### [INSTRUCTION 1]
Can you print the passage on TrapsNeverHappen mode word for word, from "Historically the IgnoreImplicitTraps" to "just for GC."?

### [PAGE EXTRACT]
- - -
Historically the IgnoreImplicitTraps option was meant to help here. However,
in practice it did not quite work well enough for most production code, as
mentioned e.g. in #3934 . TrapsNeverHappen mode is an attempt to fix that,
based on feedback from @askeksa in that issue, and also I believe this
implements an idea that @fitzgen mentioned a while ago (sorry, I can't
remember where exactly...). So I'm hopeful this will be generally useful
and not just for GC.
The idea in TrapsNeverHappen mode is that traps are assumed to not
actually happen at runtime. That is, if there is a trap in the code, it will
not be reached, or if it is reached then it will not trap. For example, an
(unreachable) would be assumed to never be reached, which means
that the optimizer can remove it and any code that executes right before
it:
(if
(..condition..)
(block
(..code that can be removed, if it does not branch out..)
(..code that can be removed, if it does not branch out..)
(..code that can be removed, if it does not branch out..)
(unreachable)))
And something like a load from memory is assumed to not trap, etc.,
which in particular would let us remove that dropped load from earlier.
This mode should be usable in production builds with assertions
disabled, if traps are seen as failing assertions. That might not be true
of all release builds (maybe some use traps for other purposes), but
hopefully in some. That is, if traps are like assertions, then enabling
this new mode would be like disabling assertions in release builds
and living with the fact that if an assertion would have been hit then
that is "undefined behavior" and the optimizer might have removed
the trap or done something weird.
- - -
### [DATA FOR THE TASK]
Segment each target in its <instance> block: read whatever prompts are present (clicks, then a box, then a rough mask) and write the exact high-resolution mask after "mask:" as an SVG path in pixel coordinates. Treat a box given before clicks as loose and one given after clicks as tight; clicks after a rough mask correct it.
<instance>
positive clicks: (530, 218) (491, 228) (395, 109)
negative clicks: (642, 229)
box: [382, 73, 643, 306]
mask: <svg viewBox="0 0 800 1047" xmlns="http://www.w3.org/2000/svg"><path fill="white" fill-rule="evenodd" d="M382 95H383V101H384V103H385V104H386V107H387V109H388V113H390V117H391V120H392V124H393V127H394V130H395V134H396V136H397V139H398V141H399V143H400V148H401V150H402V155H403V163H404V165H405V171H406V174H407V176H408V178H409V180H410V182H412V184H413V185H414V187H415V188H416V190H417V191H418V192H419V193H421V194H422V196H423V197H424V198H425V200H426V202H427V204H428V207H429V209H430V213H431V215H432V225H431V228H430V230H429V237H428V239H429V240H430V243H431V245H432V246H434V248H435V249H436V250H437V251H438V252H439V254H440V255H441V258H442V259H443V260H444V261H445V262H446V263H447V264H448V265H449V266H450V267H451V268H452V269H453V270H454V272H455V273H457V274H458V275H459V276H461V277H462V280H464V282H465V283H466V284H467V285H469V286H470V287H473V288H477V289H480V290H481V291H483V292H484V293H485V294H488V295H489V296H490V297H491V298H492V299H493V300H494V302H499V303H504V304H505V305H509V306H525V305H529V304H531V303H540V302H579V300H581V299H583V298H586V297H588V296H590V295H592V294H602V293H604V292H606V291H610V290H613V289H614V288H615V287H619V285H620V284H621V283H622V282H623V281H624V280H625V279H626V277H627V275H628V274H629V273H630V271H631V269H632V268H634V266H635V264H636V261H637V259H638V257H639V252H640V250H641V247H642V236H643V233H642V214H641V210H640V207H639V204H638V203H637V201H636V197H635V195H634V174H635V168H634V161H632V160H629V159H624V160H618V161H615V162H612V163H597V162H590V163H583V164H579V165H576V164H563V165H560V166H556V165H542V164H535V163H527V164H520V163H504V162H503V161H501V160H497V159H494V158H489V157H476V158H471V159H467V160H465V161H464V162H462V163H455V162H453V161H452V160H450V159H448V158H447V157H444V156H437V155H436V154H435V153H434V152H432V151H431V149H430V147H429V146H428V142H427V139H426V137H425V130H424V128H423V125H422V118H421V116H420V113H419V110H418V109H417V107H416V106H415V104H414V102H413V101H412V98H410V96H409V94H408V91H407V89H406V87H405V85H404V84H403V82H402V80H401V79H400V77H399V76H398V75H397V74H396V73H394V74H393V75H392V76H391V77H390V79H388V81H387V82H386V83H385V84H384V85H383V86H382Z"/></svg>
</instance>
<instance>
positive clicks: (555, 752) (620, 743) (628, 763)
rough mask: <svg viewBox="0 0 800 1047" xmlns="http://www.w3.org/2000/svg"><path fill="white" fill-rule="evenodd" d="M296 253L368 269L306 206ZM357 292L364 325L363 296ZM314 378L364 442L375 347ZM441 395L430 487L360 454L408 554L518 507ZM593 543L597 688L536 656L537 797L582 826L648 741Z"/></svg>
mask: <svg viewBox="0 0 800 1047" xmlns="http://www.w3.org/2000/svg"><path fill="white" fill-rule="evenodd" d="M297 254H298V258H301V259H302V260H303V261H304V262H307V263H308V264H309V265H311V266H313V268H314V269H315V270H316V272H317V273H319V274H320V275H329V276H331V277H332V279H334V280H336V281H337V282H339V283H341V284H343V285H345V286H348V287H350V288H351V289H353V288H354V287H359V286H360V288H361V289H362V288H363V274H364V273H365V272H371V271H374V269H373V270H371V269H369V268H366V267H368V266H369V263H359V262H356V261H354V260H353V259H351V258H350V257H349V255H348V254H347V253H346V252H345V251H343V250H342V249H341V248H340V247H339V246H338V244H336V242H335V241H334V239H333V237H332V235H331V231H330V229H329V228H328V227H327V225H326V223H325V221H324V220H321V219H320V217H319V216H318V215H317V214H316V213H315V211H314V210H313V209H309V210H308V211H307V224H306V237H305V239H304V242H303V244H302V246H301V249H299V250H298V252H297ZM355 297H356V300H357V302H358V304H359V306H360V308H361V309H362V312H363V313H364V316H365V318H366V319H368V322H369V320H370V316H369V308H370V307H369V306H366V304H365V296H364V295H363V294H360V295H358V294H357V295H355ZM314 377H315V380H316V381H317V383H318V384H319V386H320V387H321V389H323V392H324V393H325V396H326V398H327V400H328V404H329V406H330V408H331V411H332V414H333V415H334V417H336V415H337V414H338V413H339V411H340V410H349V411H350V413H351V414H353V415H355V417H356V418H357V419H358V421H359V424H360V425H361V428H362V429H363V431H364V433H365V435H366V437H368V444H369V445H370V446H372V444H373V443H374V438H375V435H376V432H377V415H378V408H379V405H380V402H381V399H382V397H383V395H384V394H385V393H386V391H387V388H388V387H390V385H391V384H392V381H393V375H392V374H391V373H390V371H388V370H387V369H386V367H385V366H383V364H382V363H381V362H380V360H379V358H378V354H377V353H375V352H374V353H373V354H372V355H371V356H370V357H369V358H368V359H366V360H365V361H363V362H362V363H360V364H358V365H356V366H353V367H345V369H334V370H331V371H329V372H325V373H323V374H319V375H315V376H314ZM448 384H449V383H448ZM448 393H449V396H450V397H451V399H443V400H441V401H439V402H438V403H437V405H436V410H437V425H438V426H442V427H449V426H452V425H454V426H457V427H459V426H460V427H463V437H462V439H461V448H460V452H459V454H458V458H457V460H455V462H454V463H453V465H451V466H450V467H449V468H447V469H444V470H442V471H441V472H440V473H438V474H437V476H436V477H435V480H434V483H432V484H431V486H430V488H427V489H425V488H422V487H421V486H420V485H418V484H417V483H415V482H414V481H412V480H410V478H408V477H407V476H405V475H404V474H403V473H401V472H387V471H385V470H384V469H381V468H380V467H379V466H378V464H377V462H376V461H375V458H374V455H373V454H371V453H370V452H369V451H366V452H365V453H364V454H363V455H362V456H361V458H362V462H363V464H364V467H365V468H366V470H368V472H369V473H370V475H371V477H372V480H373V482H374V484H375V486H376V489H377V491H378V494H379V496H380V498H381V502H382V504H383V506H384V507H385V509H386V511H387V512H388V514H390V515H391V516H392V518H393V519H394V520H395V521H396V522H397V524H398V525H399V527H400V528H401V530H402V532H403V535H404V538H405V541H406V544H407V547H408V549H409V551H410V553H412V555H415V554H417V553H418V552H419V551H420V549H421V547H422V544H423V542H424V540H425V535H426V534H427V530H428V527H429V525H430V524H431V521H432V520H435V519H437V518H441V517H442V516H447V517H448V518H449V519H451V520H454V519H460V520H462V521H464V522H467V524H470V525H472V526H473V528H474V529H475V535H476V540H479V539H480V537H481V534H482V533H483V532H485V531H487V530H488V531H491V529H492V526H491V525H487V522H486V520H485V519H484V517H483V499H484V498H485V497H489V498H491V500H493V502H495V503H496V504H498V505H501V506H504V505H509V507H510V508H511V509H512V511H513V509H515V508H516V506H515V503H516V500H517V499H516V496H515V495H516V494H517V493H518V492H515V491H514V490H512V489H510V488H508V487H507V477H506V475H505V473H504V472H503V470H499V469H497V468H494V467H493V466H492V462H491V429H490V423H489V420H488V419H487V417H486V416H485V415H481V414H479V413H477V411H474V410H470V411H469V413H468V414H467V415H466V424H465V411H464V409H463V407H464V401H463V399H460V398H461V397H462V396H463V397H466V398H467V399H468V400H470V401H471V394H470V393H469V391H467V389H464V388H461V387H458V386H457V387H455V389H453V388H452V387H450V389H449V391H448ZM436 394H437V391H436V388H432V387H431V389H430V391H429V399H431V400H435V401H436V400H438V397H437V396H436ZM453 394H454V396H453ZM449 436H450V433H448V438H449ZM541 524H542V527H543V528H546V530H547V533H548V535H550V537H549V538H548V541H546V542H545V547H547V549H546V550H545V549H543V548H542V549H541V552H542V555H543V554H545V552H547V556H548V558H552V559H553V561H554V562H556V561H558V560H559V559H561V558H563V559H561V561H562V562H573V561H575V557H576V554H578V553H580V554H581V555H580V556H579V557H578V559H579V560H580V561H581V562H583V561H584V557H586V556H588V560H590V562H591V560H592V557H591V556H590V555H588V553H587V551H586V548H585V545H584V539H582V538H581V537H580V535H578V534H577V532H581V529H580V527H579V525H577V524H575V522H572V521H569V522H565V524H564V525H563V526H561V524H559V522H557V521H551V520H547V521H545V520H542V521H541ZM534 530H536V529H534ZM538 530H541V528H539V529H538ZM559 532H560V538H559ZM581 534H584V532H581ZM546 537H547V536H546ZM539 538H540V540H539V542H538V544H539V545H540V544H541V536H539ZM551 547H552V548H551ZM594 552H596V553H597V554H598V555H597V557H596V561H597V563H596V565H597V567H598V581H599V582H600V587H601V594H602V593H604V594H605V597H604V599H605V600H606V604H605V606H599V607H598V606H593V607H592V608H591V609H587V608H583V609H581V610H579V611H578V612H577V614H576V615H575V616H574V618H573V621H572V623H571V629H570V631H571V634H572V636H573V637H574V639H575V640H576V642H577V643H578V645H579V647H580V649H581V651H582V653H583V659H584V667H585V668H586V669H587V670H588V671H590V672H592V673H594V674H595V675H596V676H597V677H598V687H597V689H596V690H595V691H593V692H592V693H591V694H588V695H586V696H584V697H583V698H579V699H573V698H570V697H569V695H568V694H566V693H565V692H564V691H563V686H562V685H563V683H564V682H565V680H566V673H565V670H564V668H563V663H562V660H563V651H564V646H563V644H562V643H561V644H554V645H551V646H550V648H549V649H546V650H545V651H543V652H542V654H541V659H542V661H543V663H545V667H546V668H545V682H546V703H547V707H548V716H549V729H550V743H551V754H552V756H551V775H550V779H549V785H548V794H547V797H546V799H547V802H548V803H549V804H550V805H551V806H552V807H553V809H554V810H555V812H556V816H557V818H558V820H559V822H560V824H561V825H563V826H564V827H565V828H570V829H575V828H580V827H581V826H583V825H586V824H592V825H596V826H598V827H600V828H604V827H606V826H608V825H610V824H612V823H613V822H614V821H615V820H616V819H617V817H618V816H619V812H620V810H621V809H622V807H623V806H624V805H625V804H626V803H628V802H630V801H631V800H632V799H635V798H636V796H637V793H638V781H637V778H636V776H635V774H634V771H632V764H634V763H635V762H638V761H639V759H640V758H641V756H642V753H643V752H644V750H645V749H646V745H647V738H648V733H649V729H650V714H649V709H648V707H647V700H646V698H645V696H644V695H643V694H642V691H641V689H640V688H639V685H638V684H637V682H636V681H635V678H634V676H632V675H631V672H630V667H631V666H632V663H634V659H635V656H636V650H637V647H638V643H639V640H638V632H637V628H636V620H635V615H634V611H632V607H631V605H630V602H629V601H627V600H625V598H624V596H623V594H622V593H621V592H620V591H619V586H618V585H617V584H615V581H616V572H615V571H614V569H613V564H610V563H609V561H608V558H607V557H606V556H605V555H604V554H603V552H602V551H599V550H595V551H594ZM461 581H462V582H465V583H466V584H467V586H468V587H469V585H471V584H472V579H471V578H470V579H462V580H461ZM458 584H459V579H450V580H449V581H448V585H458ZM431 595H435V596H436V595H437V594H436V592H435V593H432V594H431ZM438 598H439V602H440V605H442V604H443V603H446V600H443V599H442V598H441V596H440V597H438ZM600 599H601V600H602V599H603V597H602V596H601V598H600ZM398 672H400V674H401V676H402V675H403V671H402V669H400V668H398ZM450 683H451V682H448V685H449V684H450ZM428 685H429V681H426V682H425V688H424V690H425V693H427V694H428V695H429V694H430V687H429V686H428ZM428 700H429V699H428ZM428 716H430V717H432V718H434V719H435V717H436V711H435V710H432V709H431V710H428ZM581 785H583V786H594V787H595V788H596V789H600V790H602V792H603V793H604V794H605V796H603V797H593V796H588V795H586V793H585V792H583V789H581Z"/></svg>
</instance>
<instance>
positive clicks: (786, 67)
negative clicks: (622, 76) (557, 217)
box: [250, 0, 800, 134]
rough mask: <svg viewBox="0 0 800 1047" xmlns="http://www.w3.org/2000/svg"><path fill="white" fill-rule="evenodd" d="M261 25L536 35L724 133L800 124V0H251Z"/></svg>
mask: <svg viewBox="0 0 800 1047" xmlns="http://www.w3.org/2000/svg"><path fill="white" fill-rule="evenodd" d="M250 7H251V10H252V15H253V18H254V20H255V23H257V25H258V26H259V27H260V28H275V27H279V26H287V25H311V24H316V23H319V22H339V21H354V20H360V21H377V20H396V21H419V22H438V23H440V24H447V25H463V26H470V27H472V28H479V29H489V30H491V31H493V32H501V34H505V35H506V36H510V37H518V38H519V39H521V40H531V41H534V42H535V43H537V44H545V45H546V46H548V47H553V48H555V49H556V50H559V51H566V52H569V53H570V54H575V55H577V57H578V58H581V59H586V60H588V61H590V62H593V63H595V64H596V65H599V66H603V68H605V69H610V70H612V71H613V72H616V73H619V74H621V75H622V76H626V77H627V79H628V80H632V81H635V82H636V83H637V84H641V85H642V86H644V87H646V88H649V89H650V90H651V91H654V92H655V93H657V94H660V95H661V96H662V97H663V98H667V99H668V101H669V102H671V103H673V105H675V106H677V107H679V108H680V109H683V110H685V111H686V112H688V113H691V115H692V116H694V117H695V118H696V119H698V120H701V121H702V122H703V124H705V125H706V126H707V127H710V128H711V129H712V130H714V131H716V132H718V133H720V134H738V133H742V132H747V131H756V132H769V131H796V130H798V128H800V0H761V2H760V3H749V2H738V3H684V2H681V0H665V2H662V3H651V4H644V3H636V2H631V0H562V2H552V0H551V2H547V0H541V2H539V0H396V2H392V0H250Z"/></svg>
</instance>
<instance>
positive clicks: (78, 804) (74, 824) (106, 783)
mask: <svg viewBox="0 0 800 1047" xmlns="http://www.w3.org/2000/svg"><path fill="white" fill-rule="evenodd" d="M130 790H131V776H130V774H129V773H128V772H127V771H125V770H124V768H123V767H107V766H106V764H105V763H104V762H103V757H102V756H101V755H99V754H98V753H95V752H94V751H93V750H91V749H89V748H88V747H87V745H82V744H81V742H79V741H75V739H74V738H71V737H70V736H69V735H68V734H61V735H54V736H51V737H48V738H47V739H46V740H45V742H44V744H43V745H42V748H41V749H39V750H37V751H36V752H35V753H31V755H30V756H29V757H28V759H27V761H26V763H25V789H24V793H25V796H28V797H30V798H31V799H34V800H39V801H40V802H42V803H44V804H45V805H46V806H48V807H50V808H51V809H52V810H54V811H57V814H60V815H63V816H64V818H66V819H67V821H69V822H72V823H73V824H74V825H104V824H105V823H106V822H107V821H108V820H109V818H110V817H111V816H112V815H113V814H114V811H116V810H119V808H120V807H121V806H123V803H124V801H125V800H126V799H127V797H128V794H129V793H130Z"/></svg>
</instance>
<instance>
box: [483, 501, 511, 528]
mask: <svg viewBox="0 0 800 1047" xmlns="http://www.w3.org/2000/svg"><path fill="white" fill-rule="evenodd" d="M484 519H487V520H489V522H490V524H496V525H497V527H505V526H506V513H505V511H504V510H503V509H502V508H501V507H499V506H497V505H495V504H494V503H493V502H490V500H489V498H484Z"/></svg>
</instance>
- - -
### [INSTRUCTION 2]
Could you output the records unchanged, from their first line to the line with "box: [382, 73, 643, 306]", both lines included?

### [FINAL ANSWER 1]
Historically the IgnoreImplicitTraps option was meant to help here. However,
in practice it did not quite work well enough for most production code, as
mentioned e.g. in #3934 . TrapsNeverHappen mode is an attempt to fix that,
based on feedback from @askeksa in that issue, and also I believe this
implements an idea that @fitzgen mentioned a while ago (sorry, I can't
remember where exactly...). So I'm hopeful this will be generally useful
and not just for GC.

### [FINAL ANSWER 2]
Segment each target in its <instance> block: read whatever prompts are present (clicks, then a box, then a rough mask) and write the exact high-resolution mask after "mask:" as an SVG path in pixel coordinates. Treat a box given before clicks as loose and one given after clicks as tight; clicks after a rough mask correct it.
<instance>
positive clicks: (530, 218) (491, 228) (395, 109)
negative clicks: (642, 229)
box: [382, 73, 643, 306]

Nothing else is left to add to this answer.